§ What needs to be done: Copy nothing but the text: repeat each entry exactly and drop the images.

(Records contained in a dataset)
»»

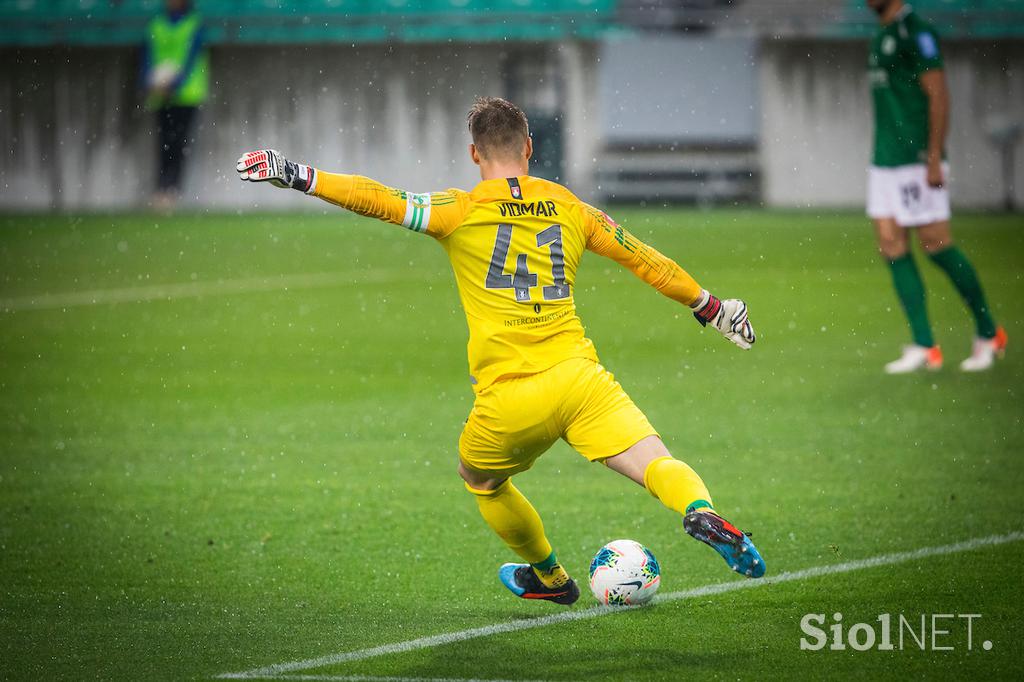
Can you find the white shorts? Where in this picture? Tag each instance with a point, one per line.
(902, 193)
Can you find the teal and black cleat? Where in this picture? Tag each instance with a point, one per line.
(521, 581)
(734, 546)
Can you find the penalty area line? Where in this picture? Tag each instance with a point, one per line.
(281, 671)
(170, 292)
(376, 678)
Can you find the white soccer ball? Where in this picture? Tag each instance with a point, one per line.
(624, 572)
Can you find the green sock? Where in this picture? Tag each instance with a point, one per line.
(910, 290)
(964, 276)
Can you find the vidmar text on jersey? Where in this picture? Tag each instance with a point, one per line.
(543, 209)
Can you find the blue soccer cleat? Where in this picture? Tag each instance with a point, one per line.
(734, 546)
(521, 581)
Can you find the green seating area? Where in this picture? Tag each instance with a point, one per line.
(123, 22)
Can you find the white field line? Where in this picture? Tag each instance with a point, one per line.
(194, 290)
(278, 671)
(375, 678)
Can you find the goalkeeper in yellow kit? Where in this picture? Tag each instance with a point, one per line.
(515, 243)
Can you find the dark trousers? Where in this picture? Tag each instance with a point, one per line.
(174, 127)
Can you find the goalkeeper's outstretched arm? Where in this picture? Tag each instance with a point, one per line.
(607, 239)
(355, 193)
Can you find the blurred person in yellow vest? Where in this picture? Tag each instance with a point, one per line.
(175, 70)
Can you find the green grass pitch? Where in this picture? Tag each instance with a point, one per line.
(245, 470)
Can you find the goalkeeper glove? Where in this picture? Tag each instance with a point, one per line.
(270, 165)
(728, 316)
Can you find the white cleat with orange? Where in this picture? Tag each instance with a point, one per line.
(984, 352)
(916, 357)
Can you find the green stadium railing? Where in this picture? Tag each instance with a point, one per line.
(960, 18)
(25, 23)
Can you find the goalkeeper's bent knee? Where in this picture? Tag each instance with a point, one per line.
(676, 484)
(509, 514)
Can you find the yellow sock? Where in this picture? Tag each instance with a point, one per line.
(676, 484)
(514, 519)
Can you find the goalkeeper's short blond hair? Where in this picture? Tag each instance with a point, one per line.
(499, 128)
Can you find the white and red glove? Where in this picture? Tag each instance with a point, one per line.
(263, 165)
(728, 316)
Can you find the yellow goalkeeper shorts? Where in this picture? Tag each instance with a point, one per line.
(516, 420)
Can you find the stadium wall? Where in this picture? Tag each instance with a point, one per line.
(816, 121)
(78, 139)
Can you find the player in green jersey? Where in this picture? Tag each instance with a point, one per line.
(906, 183)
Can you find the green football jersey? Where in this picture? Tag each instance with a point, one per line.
(901, 51)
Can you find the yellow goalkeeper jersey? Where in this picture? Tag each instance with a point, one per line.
(515, 245)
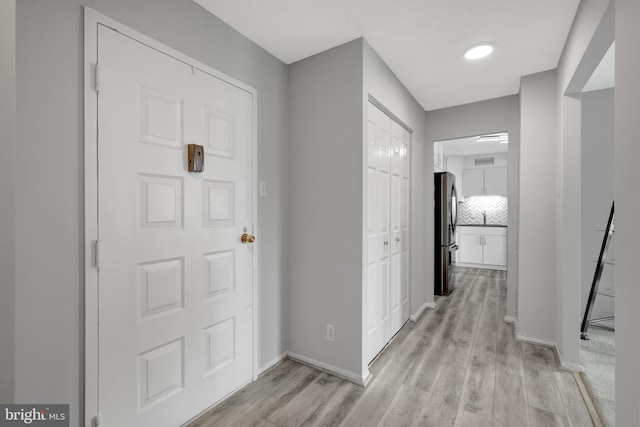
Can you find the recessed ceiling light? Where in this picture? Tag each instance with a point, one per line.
(502, 138)
(479, 51)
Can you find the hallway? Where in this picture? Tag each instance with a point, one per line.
(458, 365)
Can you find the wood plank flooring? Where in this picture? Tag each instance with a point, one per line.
(459, 365)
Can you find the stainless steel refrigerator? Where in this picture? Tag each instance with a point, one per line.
(446, 217)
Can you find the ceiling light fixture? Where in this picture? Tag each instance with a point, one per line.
(478, 51)
(502, 138)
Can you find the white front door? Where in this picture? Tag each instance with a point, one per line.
(175, 280)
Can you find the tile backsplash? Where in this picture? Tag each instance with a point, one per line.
(470, 210)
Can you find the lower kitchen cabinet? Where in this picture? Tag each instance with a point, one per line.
(482, 246)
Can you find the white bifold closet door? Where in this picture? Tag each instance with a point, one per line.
(387, 216)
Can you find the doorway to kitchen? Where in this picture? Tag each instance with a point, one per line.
(478, 168)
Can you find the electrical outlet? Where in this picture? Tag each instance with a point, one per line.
(331, 333)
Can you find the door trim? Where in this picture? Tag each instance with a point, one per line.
(92, 20)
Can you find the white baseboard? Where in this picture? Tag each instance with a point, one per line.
(415, 316)
(333, 370)
(267, 366)
(567, 366)
(484, 266)
(539, 341)
(571, 367)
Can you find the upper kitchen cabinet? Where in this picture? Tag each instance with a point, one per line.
(490, 181)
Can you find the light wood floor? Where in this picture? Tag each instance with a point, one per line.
(459, 365)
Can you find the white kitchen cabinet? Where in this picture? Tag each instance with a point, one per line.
(473, 182)
(483, 247)
(470, 249)
(495, 250)
(485, 181)
(495, 181)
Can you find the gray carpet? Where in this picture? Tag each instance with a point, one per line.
(598, 360)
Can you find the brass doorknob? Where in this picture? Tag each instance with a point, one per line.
(247, 238)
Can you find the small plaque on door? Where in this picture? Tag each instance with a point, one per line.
(195, 158)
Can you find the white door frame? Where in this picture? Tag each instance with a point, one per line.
(92, 20)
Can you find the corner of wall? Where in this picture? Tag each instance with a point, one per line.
(7, 195)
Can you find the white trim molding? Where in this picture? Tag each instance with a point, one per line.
(271, 364)
(567, 366)
(418, 314)
(330, 369)
(539, 341)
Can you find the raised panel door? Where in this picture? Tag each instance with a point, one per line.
(395, 282)
(175, 282)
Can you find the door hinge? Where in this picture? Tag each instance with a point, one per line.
(98, 77)
(96, 252)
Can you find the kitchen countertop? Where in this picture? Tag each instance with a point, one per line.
(482, 225)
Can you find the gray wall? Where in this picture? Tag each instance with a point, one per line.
(627, 177)
(536, 281)
(590, 36)
(49, 201)
(7, 196)
(384, 86)
(597, 175)
(493, 115)
(325, 206)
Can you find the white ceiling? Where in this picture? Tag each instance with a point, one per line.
(604, 77)
(470, 147)
(422, 41)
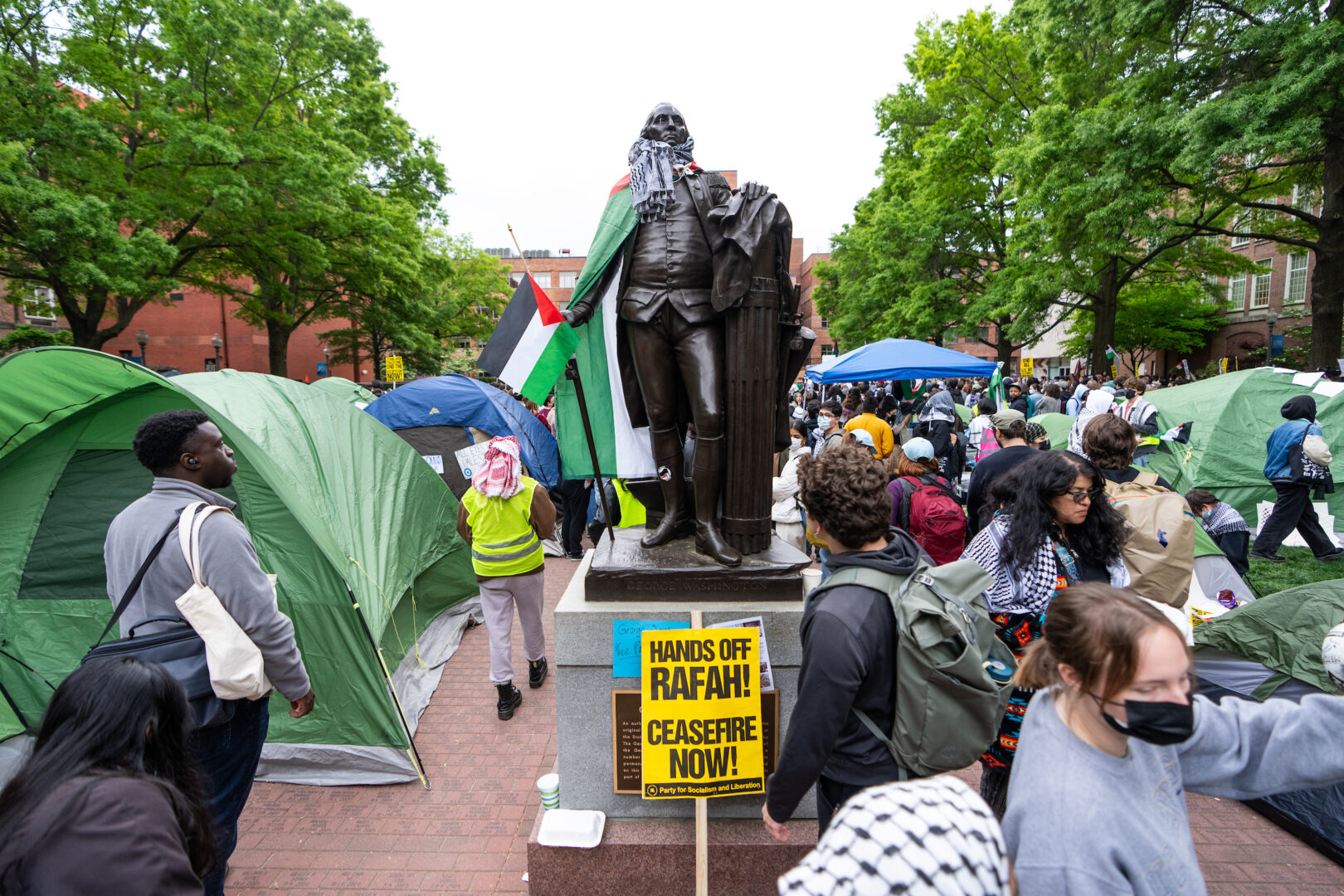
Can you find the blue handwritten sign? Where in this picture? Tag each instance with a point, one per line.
(626, 644)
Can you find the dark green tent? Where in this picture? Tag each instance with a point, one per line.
(358, 528)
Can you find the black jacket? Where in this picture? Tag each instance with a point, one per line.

««

§ Answer for this exercise:
Can you find the white shorts? Where in this picture? Tag each instance with a point, one per line.
(902, 193)
Can you find the teal and black cleat? Where in this picture? Tag each instance with a point, one per line.
(521, 581)
(734, 546)
Can you find the penalty area line? Where in this picture? Tag each instance with a point, one per line.
(281, 671)
(170, 292)
(376, 678)
Can you find the white soccer ball? Where in this picture? Tag each instance with a point, one per line.
(624, 572)
Can you find the green sock? Where in this picture? Tag each instance with a point, one per line.
(910, 290)
(964, 276)
Can you find the vidmar text on jersey? Where in this picture? Tag each instance with a point, one per line.
(543, 209)
Can you find the blue soccer cleat? Where in this picture? Tag each instance with a point, one per line.
(734, 546)
(521, 581)
Can you find the green seating area? Where in this picture? Tag each instance with a point, one per line.
(123, 22)
Can you find the white field line? Where in this picture? Tag each instance with a point, one per line.
(194, 290)
(278, 671)
(375, 678)
Can you find the goalkeeper in yellow kit? Where in this picture? Tag each instance with a point, one per line.
(515, 243)
Can you find the dark trousers? Where in this picture? Tag each instance with a point, one per line.
(174, 127)
Can you find the goalkeeper's outstretched arm? Where in this picture? Tag each instance with a point, one per line.
(607, 239)
(355, 193)
Can you find the blurred person in yellow vest? Where in this picture? Tag each instance with a point, one per line.
(175, 70)
Can you find the green grass pitch? Where in this picture? Tag each instance with a point, one per line.
(245, 470)
Can you find the goalkeeper glove? Where in this picture? Tag each instance with a point, one per line.
(270, 165)
(728, 316)
Can you find the white cleat with orange? Where in this picture? Tag each instance with a point, one per line.
(984, 352)
(916, 357)
Can you find the green stadium railing? Where in this picture? Tag each instance with a point, one per line.
(960, 18)
(25, 23)
Can you find the goalkeeper's bent knee? Where in this picture? Tag each instance with a point, one per line.
(676, 484)
(509, 514)
Can you find the yellow sock? Where in this picture? Tag each instance with a point, one per line.
(676, 484)
(514, 519)
Can you find the goalkeeper's short blond hair? Where in this picture? Tag each instance with a point, one per line.
(499, 128)
Can you find the white and red glove? Where in this picture? Tag each instance with a point, one per line.
(263, 165)
(728, 316)
Can you find the yellow goalkeeper shorts? Where in this picture? Tag each instance with a point, one per line.
(516, 420)
Can you find the stadium wall? Where in this picture? Tag each instance with a point, one per line.
(816, 121)
(78, 139)
Can you find the player in green jersey? Where in this picture? Tag each instance with a point, one per line.
(906, 183)
Can you find the green football jersey? Where in this picture? Tag each instance with a point, one per line.
(901, 51)
Can you find the yellow goalkeeper jersey? Where in this picture? Tag each instance with a point, one per line.
(515, 245)
Can you find the recessed ceiling light? Where in this picture? Tag each instance with a point, one per line.
(502, 138)
(479, 51)
Can you find the hallway? Where in this picture? Tag each instance with a point, one per line.
(458, 365)
Can you find the wood plank flooring? Where in this picture? Tag each instance with a point, one per line.
(459, 365)
Can you find the stainless steel refrigerator? Where in this picture? Tag each instance with a point, one per line.
(446, 217)
Can you find the ceiling light fixture? Where in this picture? Tag each instance with a point, one per line.
(478, 51)
(502, 138)
Can you find the white front door? Where in this picture? Tag each instance with a point, one per line.
(175, 280)
Can you find the tile backsplash? Where in this picture? Tag each instance with a point, one per line.
(470, 210)
Can you find the lower kitchen cabinet? Where in this picture? Tag each instance with a point, one per line.
(482, 246)
Can you find the white bifold closet door? Where in this picture? Tag each instance with a point, one per line.
(387, 216)
Can you find the doorway to kitchen? Where in this picture? Tag each instance with a point, one per line.
(478, 168)
Can you find the electrical outlet? Where in this picture? Tag each instance with a point, one per line.
(331, 333)
Can you find the door trim? Where in this picture? Tag each instance with a point, one per line.
(92, 20)
Can you find the white baseboard? Where in this picture? Tag each instance with a point, one per line.
(415, 316)
(333, 370)
(267, 366)
(567, 366)
(484, 266)
(539, 341)
(571, 367)
Can you find the upper kitchen cabinet? Where in this picture? Tag each instance with a point, one per line.
(490, 181)
Can you find the light wood floor? Where in this picture? Tag each instance with a point, one per line.
(459, 365)
Can you find the white kitchen cabinet? Where in this picture? Tag each instance with a point, one per line.
(473, 182)
(483, 247)
(470, 249)
(495, 250)
(485, 181)
(495, 181)
Can you find the gray carpet? Where in this picture? Tag each instance with a point, one per line.
(598, 360)
Can you find the brass doorknob? Where in this picture? Tag each instance with a point, one per line.
(247, 238)
Can you find the small plaque on door? Where in this picture? Tag each instance with a point, one per line.
(195, 158)
Can you find the white door frame? Where in this picture? Tag each instance with a point, one per line.
(92, 20)
Can you find the corner of wall? Where in this picture? Tag each instance with a point, one per line.
(7, 195)
Can you find the white trim molding? Where in this picture? Tag each instance with a point, one per line.
(271, 364)
(567, 366)
(418, 314)
(330, 369)
(539, 341)
Can you find the raised panel door? Where in this picture? Tag each instance with a point, one per line.
(395, 282)
(175, 282)
Can you find the door hinge? Where in this picture? Tag each instance with a point, one per line.
(98, 77)
(96, 252)
Can you find the kitchen countertop? Where in this picture? Tag each instance with a point, one per line.
(482, 225)
Can you find the gray wall? Where in this picture? Tag each instance with a point, one per line.
(627, 177)
(536, 281)
(590, 36)
(49, 201)
(7, 196)
(384, 86)
(597, 175)
(493, 115)
(325, 206)
Can you find the white ceiling? Where in this picture? Tag each instance with a point, one per line.
(604, 77)
(470, 147)
(422, 41)
Can you find the blue handwritten sign? Where in this picture? Tag each instance with a point, one per line.
(626, 644)
Can you find the dark green tent? Where in this picture? Tag each instance with a point, one per line.
(358, 528)
Can you find the black jacket? Where in this picture? Tag each instance with a point, one per line.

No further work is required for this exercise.